> What is being asked
After locating the line that contains "Target: dreadlocked hair" in the data below, set down exactly that line and each one after it through the line that contains "formatted like (622,561)", and nothing more.

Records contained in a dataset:

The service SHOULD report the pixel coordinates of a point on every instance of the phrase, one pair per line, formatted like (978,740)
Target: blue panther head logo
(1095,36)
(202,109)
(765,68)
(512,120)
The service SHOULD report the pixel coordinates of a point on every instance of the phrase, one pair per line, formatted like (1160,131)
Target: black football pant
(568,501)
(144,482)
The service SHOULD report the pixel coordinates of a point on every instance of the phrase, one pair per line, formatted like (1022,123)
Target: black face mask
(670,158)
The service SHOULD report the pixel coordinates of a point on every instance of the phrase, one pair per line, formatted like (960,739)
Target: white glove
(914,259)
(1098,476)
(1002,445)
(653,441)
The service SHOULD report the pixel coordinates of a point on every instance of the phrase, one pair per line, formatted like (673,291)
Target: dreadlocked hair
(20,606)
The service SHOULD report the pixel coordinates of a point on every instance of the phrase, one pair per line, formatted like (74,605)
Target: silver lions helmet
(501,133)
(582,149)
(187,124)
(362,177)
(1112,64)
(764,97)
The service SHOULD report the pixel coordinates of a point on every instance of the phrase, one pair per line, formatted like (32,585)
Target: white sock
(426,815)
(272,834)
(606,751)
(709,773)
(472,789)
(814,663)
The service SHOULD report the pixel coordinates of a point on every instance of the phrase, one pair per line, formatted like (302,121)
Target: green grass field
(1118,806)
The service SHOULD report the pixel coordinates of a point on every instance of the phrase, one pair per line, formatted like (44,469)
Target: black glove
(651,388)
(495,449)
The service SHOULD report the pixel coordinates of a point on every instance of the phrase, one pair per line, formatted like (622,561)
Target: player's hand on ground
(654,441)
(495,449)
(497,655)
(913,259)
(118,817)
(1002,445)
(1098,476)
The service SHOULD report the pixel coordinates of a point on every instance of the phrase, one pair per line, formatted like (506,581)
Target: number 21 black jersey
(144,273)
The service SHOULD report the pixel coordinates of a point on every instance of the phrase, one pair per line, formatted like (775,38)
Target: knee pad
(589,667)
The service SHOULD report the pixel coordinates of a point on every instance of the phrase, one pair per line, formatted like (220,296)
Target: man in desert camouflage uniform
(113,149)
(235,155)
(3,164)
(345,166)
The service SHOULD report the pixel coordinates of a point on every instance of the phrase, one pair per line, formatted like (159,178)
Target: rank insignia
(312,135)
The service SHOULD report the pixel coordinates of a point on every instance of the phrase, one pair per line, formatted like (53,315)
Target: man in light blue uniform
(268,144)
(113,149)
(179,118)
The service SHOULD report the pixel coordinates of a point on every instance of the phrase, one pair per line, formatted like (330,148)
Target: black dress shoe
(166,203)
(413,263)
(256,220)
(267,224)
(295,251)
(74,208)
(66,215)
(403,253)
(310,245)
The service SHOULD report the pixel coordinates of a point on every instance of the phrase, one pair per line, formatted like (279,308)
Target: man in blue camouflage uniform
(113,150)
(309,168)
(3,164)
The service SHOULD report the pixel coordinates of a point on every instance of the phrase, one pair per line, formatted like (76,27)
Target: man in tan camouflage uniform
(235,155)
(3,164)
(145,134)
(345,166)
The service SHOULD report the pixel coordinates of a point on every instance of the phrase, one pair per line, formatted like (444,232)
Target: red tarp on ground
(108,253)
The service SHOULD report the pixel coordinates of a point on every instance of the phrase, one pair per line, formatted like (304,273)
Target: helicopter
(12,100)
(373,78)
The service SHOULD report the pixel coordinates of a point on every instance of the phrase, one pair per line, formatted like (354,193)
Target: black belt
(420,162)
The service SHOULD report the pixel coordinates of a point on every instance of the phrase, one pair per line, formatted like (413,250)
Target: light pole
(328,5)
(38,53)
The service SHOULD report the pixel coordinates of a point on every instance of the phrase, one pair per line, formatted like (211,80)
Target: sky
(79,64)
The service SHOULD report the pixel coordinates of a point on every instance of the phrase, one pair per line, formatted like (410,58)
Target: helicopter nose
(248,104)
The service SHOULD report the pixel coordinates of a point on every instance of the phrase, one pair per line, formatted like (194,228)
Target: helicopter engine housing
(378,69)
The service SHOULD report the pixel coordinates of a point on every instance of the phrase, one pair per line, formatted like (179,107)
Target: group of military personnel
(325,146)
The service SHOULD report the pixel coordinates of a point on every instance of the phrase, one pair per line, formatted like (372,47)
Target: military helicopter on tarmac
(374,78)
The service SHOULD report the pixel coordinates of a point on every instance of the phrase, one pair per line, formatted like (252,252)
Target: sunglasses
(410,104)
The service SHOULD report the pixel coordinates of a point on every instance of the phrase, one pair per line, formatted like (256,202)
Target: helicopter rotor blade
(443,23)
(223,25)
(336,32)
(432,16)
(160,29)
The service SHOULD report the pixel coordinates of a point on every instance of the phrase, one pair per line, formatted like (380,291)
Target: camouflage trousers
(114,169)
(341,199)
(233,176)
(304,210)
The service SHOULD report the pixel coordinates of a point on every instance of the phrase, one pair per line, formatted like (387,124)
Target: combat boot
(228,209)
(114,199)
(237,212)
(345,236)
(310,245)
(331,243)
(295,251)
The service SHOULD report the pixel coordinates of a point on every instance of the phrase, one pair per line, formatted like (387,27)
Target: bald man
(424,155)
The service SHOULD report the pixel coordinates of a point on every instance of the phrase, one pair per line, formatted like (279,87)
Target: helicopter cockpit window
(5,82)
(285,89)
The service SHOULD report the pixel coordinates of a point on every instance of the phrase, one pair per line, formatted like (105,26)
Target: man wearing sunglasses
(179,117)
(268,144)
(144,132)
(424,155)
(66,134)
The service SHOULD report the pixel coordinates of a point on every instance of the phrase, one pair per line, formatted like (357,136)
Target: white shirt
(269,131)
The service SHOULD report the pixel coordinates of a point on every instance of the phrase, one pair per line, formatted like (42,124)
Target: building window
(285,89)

> Result for this exercise
Target: dreadlocked hair
(20,606)
The service SHOULD report the pixel coordinates of a point on every instance of the phrase, one pair per line, formatted like (74,605)
Target: silver lions helmet
(501,133)
(582,149)
(187,124)
(362,177)
(1112,64)
(764,97)
The service SHOULD report the pixel coordinates of a point on every instance of the phrase, one pair per line, formatted like (32,585)
Target: white sock
(426,815)
(272,834)
(606,751)
(709,773)
(472,789)
(814,663)
The service SHOULD report the pixel coordinates of a point on every instance of the phrase, one pair per line, formatted like (302,121)
Target: green grass field
(1118,806)
The service SHOULD report the pixel coordinates of a point on every instance of the phrase, one pair per line, formatted like (44,469)
Target: black glove
(651,388)
(495,449)
The service SHOULD report the pixel coordinates of a point on every instance of the phrase, one pair per line, formatted like (622,561)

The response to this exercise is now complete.